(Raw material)
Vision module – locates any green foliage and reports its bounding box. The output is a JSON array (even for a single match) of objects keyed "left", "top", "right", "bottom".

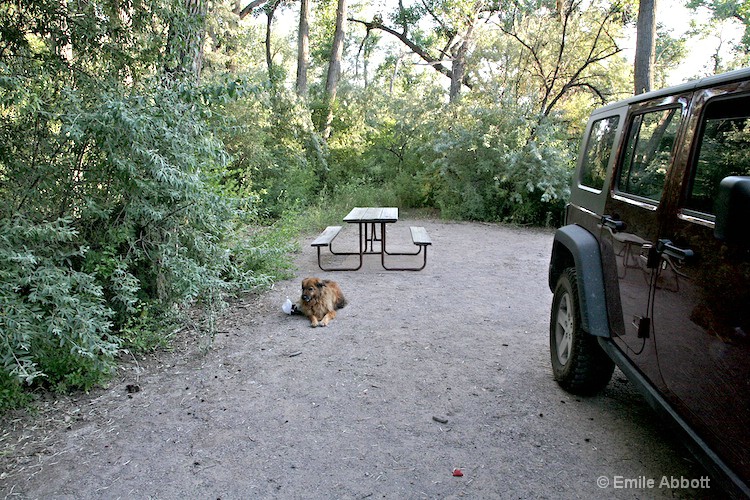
[
  {"left": 214, "top": 84, "right": 327, "bottom": 218},
  {"left": 425, "top": 96, "right": 573, "bottom": 224},
  {"left": 0, "top": 370, "right": 31, "bottom": 415},
  {"left": 0, "top": 216, "right": 117, "bottom": 382}
]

Problem statement = Return all of the material above word for word, leaving out the pictures.

Solution to the exercise =
Vision module – locates any green foliage and reports its bounding box. The output is a JSON array (even for a single match) of objects keyed "left", "top", "right", "bottom".

[
  {"left": 214, "top": 84, "right": 327, "bottom": 218},
  {"left": 425, "top": 96, "right": 573, "bottom": 224},
  {"left": 0, "top": 370, "right": 31, "bottom": 415},
  {"left": 0, "top": 216, "right": 117, "bottom": 382}
]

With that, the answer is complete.